§ **Task set**
(1) In the article about singer Rabbi Shergill, what is the one thing he says he cannot do during the lockdown?
(2) Condense the paragraph of the Rabbi Shergill article that begins "The innumerable concerts being held" into a shorter version that keeps its main facts.

§ **Selected text**
______

NEW DELHI: One of the few contemporary singers whose music, despite enjoying popularity across generations, in clubs and never-ending car drives, has always managed to remain rooted in contemporary social issues, Rabbi Shergill smiles as he talks about what is going on in his recording studio.
“I’m working on a few songs that both excite and embarrass me. I thought some scathing critique of the system/governance and the likes would drop into my lap, but instead I see myself cradling delicate love songs or some weird sarcastic absurdium. It should all start coming out soon enough,” Shergill told IANS.
The lockdown may not have affected his life much (“except that I can’t ride my bike”), but he admits that it is tough to escape the 360 degree enormity of the disruption that this pandemic has wreaked upon all.
“One thing it has brought home is the supernormal scale of mass society and the extent of the disconnection and alienation at a human level. A vast gulf exists between the torrent of visuals that guilt-shame us to feel and immerse in the suffering of those hundreds or thousands of kilometres away and our own dried up hearts — conditioned over a lifetime by asocial individualism — is the zeitgeist of our times,” the singer said.
The innumerable concerts being held by musicians of different genres on social media platforms in these times have not really impressed the singer. Insisting that he is not here to entertain the locked-up and is appalled by the general cheer-leading, Shergill said, “If the only lessons we’ve learned from the greatest disruption in history are some medical and administrative ones, then I’m not interested in being a part of that. Also, I don’t see any great artistic insight emerging from such interactions. It’s just a celebration of fatigue and mediocrity.”
Though believing that the kind of high that a live performance promises is unparalleled, the singer also said that it is a very vulnerable space to be in.

______

Point localization data:
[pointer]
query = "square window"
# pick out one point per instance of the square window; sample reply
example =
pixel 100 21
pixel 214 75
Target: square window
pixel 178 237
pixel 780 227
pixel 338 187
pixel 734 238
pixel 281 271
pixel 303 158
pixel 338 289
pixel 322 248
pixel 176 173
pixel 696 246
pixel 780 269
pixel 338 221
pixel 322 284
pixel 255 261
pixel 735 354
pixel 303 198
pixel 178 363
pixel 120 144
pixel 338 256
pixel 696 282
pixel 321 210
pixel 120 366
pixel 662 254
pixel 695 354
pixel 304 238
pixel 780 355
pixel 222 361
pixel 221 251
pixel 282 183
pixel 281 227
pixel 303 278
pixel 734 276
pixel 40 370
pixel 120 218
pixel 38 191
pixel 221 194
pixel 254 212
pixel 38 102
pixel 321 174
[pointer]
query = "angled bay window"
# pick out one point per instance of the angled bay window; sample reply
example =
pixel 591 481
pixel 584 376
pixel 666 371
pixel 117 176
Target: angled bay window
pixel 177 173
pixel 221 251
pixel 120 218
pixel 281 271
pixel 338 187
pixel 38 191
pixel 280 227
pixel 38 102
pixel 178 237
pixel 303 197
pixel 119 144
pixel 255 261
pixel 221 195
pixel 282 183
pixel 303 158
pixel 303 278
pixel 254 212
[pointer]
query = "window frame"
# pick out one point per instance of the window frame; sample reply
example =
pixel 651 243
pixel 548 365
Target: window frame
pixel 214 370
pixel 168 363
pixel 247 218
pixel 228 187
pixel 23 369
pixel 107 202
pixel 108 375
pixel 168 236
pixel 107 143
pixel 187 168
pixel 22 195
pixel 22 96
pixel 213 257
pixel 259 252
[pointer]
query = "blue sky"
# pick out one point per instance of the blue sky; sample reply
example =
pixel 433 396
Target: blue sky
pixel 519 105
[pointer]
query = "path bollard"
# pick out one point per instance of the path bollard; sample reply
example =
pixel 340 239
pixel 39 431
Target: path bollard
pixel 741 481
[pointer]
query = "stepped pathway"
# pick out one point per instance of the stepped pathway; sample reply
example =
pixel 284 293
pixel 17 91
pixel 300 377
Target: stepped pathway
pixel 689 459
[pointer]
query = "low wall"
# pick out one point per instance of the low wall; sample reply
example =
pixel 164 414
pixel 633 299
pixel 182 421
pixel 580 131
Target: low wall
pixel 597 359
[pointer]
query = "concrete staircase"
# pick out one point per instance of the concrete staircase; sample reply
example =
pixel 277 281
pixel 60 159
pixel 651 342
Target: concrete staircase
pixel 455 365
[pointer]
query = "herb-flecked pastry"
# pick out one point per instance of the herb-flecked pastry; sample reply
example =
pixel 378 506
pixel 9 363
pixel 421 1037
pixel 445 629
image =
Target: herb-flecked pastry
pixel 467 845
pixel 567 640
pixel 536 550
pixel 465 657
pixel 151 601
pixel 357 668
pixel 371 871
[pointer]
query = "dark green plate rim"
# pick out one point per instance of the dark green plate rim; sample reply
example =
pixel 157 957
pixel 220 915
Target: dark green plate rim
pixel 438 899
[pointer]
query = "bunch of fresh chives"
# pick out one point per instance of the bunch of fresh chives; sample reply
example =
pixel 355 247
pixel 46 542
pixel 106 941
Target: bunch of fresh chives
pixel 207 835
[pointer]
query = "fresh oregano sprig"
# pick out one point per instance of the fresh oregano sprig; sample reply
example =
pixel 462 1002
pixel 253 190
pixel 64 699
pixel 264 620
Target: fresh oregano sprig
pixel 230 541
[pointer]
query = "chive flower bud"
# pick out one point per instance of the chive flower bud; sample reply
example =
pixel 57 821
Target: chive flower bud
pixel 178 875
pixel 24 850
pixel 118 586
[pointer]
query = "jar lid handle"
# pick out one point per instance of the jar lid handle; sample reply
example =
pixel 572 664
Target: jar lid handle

______

§ **Results for the exercise**
(1) Ride his bike.

(2) Shergill is unimpressed by the many concerts musicians of different genres are holding on social media during this time. He says he is not there to entertain people in lockdown and is appalled by the general cheer-leading. If the only lessons from history's greatest disruption are medical and administrative, he wants no part of it. He sees no great artistic insight in such interactions and calls them a celebration of fatigue and mediocrity.